## Challenge
Rewrite the items from the line that contains "The component shall return one point per instance of the bare" through the end of the items, changing "bare" to "leafless" and leaving everything else as it is.

________

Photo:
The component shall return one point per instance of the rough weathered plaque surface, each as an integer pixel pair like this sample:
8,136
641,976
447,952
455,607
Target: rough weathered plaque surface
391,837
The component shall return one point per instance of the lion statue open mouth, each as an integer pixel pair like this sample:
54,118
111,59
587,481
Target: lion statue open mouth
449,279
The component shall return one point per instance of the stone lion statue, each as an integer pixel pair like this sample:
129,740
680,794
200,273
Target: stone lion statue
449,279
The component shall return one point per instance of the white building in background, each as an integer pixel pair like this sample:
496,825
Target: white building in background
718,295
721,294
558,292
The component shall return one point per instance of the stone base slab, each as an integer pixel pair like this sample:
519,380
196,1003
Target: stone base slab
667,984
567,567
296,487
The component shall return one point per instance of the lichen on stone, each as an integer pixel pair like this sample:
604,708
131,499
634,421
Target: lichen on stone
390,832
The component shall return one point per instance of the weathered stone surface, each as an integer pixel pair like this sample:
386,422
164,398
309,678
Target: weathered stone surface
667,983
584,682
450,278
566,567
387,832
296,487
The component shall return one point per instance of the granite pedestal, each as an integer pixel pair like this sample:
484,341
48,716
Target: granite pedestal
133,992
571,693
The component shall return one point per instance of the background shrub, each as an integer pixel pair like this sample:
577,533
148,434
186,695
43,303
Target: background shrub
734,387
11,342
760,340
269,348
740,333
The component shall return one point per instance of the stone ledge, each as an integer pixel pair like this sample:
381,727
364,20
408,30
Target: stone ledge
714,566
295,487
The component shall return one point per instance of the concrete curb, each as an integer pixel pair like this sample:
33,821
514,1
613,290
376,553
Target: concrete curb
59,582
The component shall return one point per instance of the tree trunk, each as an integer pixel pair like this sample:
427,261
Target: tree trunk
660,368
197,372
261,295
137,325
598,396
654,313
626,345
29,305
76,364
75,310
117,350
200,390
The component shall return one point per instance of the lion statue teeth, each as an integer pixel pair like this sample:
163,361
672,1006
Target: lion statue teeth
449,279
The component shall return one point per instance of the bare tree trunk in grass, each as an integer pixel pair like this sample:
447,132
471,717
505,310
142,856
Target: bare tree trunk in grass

________

## Reply to the task
The component shall return one point per instance of the leafless tree trunk in grass, each as an integer pixel pair like this sample:
447,132
471,717
505,310
142,856
Target: leafless tree trunk in grass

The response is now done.